** start Stored data **

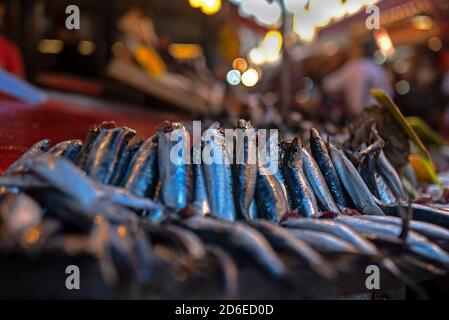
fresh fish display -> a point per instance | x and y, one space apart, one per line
166 226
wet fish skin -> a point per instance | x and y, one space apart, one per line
355 186
389 174
337 229
246 172
281 239
324 162
239 239
428 230
18 213
105 153
175 175
302 196
200 199
418 244
142 174
324 197
67 149
322 241
38 148
270 197
218 174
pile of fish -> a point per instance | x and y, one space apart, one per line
124 202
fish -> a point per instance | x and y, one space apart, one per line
200 199
389 175
334 228
218 174
270 197
324 162
37 149
418 243
428 230
316 180
142 174
105 153
18 214
245 168
89 141
322 241
301 194
420 212
360 195
281 239
241 239
67 149
173 162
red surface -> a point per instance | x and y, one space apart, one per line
21 125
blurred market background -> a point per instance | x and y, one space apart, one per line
290 64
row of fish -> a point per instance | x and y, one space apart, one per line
124 195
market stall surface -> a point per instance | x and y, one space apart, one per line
65 117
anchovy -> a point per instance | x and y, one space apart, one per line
302 196
419 244
178 237
270 197
316 180
105 153
337 229
253 210
36 149
173 161
281 239
89 141
389 174
142 174
200 200
422 213
323 242
67 149
245 168
324 162
18 213
354 184
428 230
239 239
218 174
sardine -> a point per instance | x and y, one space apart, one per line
428 230
105 153
218 174
337 229
270 197
37 149
173 161
142 174
355 186
239 239
281 239
302 196
200 199
419 244
324 197
245 168
67 149
389 174
322 241
324 162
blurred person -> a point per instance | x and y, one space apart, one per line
356 78
10 57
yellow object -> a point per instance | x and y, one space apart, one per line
150 60
185 51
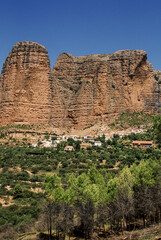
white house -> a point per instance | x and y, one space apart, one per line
97 143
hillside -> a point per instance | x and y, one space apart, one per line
77 92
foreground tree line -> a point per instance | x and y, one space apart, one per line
96 200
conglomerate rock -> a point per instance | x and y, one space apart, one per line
78 91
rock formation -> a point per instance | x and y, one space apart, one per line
24 86
78 91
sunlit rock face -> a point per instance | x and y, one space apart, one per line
78 91
24 85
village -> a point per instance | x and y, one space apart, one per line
86 141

** end Stored data **

What is needed
Could you give back the whole listing above word for word, with the pictures left out?

Task solution
fresh fish display -> a point per instance | x and y, one space apart, one per line
166 226
wet fish skin -> a point per instance | x and y, one space apart, one per line
355 186
389 174
337 229
246 172
281 239
324 162
239 239
428 230
18 213
105 153
175 175
302 196
200 199
418 244
142 174
324 197
67 149
322 241
38 148
270 197
218 174
pile of fish -> a point per instance | x and y, one space apart, one per line
124 202
fish -> a point per instance | x and y, one space apart, one per line
200 199
389 175
334 228
218 174
270 197
324 162
37 149
418 243
428 230
316 180
142 174
105 153
18 214
245 168
89 141
322 241
301 194
420 212
360 195
281 239
241 239
67 149
173 162
red surface -> a point per instance | x and y, one space apart, one per line
21 125
blurred market background -> a point per instance | x and y, one space apart, one per line
290 64
row of fish -> a point per instance | x and y, one space apart, one per line
124 195
market stall surface -> a point per instance | x and y, one space apart, one per line
65 117
anchovy -> a point per instance | x and y, one space apart, one per line
302 196
419 244
178 237
270 197
316 180
105 153
337 229
253 210
36 149
173 161
281 239
89 141
389 174
142 174
200 200
422 213
323 242
67 149
245 168
324 162
18 213
354 184
428 230
239 239
218 174
sardine -> a point per instance | x and y, one space apart, one per line
428 230
105 153
218 174
337 229
270 197
37 149
173 161
142 174
355 186
239 239
281 239
302 196
200 199
419 244
324 197
245 168
67 149
389 174
322 241
324 162
blurred person -> a point per instance | x and y, one space apart, one per line
356 78
10 57
yellow object -> a point per instance | x and y, one space apart, one per line
150 60
185 51
white house -> a point per instance | x and y, one space apart, one per line
97 143
hillside -> a point per instance | x and y, one space apart, one per line
77 92
foreground tree line -> a point per instance | x and y, one space apart, one per line
96 200
conglomerate rock -> a point per instance | x and y, one space apart, one per line
78 91
rock formation -> a point per instance | x and y, one space apart, one per line
24 86
78 91
sunlit rock face -> a point per instance | x and y, one space apart, one per line
78 91
24 85
village -> a point per instance | x and y, one space apart, one per line
86 141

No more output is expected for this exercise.